## What to produce
Render the entries from the line containing "Game engine object recognition — detect blue striped" through the line containing "1078, 254, 1250, 549" as a two-column CSV with the columns text and answer, one row per entry. Put each entry's text and its answer in a single quoted field apiece, replacing any line breaks with spaces.

## Records provided
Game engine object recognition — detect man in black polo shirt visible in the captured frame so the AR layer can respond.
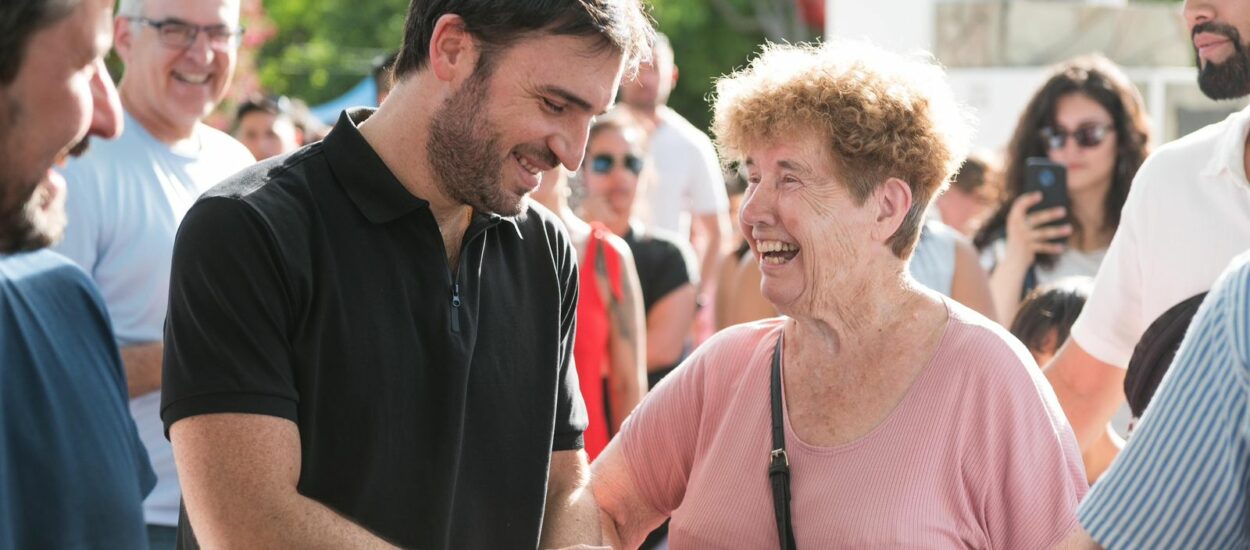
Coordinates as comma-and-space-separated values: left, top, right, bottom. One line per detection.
161, 0, 651, 548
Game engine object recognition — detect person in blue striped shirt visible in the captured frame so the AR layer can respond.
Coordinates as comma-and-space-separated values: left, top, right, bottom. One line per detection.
1060, 253, 1250, 549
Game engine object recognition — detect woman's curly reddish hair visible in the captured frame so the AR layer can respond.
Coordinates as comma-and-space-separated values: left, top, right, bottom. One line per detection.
713, 41, 971, 259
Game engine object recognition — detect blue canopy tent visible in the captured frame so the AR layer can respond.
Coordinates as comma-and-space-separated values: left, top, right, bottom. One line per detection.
309, 75, 378, 125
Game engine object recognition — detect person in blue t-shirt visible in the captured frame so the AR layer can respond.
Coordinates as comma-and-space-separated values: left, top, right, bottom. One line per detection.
0, 0, 155, 550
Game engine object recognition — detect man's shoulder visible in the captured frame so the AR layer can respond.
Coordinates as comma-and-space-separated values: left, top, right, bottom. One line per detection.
200, 144, 320, 208
1134, 113, 1245, 184
0, 249, 104, 310
0, 249, 91, 286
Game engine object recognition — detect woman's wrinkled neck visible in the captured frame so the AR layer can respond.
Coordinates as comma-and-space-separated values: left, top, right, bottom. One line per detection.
785, 260, 918, 358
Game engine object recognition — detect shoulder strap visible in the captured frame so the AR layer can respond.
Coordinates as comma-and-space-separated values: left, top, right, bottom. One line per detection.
769, 335, 795, 550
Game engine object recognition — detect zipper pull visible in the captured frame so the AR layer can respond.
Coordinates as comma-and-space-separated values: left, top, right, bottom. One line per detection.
451, 283, 460, 333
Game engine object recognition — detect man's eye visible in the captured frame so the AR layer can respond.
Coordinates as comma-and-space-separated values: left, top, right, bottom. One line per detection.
543, 98, 564, 114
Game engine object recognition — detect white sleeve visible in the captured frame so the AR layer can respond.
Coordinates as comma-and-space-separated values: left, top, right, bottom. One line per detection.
1071, 166, 1153, 369
689, 130, 729, 215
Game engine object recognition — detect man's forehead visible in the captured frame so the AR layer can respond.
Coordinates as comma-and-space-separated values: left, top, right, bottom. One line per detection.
518, 35, 625, 114
143, 0, 240, 25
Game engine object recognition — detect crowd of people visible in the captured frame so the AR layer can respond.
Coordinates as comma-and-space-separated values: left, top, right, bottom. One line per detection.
0, 0, 1250, 549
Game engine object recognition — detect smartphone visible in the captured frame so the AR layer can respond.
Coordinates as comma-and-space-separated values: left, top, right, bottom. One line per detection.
1024, 156, 1073, 244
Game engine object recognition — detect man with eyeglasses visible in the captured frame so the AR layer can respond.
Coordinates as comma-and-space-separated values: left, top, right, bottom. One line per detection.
56, 0, 254, 549
1046, 0, 1250, 500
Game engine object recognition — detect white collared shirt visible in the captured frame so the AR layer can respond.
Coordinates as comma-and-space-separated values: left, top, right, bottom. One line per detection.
1071, 108, 1250, 368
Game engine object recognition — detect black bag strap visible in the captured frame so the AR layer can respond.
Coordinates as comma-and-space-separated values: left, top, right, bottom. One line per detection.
769, 335, 796, 550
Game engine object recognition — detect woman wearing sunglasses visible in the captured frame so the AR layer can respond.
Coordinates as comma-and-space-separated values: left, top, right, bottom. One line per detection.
581, 111, 699, 386
974, 56, 1150, 323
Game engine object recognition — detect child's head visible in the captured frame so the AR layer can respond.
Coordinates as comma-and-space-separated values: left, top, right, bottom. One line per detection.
1011, 278, 1094, 365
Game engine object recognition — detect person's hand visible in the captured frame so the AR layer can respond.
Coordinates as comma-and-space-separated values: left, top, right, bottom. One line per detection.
1003, 191, 1073, 266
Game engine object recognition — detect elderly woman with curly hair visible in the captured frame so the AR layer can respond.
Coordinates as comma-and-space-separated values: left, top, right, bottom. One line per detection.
591, 43, 1086, 549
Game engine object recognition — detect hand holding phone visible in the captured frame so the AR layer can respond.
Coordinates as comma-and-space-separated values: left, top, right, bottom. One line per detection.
1024, 158, 1071, 245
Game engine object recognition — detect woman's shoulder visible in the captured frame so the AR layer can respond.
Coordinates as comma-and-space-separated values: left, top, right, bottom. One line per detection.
940, 299, 1036, 369
686, 318, 785, 379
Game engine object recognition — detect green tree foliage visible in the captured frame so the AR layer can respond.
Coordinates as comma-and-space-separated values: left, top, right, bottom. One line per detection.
651, 0, 765, 130
256, 0, 408, 105
256, 0, 770, 129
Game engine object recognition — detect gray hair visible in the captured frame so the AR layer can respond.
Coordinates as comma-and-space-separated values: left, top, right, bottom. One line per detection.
118, 0, 144, 18
0, 0, 81, 85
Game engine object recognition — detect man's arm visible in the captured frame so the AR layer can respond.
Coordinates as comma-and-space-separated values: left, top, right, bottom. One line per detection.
646, 283, 695, 371
1054, 525, 1103, 550
694, 211, 729, 295
950, 238, 995, 323
121, 341, 165, 399
539, 450, 601, 548
169, 414, 396, 549
602, 239, 646, 434
1045, 338, 1124, 462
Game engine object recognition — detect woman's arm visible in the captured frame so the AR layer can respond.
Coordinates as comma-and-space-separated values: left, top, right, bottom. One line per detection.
950, 238, 1010, 323
590, 439, 664, 549
595, 236, 646, 434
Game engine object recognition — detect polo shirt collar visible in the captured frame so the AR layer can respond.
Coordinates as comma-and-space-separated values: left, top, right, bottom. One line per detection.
321, 108, 524, 235
1203, 106, 1250, 181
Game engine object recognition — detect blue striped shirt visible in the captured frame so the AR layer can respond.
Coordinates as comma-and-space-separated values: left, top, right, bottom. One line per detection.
1078, 254, 1250, 549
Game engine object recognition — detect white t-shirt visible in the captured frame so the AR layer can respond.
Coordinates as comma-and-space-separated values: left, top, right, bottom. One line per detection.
1071, 103, 1250, 368
55, 113, 255, 525
644, 106, 729, 238
981, 238, 1108, 286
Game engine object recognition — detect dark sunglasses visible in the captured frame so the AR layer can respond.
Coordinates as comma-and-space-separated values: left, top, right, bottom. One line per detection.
590, 155, 643, 176
1041, 124, 1115, 151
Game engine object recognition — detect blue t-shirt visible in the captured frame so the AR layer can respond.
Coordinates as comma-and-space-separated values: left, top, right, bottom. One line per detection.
0, 250, 156, 550
1078, 253, 1250, 550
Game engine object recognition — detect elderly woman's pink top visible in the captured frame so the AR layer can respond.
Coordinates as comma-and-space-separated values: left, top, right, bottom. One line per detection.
620, 303, 1088, 549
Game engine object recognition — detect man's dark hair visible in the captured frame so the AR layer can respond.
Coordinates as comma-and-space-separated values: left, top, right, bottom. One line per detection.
394, 0, 655, 80
0, 0, 81, 85
973, 55, 1150, 269
1011, 278, 1094, 351
374, 50, 399, 90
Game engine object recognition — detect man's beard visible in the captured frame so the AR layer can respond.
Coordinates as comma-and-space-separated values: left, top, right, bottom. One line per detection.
0, 179, 65, 254
0, 96, 69, 254
425, 69, 555, 216
1193, 21, 1250, 99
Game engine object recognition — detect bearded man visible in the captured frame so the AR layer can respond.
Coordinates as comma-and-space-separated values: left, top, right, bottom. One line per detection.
1046, 0, 1250, 482
0, 0, 156, 550
161, 0, 654, 548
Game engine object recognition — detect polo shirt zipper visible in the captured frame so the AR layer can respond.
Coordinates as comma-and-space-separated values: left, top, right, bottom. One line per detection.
451, 283, 460, 333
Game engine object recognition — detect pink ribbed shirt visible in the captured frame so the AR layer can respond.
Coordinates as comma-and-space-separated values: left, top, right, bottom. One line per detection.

## Output of the exercise
text,answer
"Game engine object recognition — detect blue striped shirt visible in the captured frame so the AR layer can respond. Coordinates as comma-and-space-separated values: left, top, right, bottom. One line per detection.","1078, 254, 1250, 549"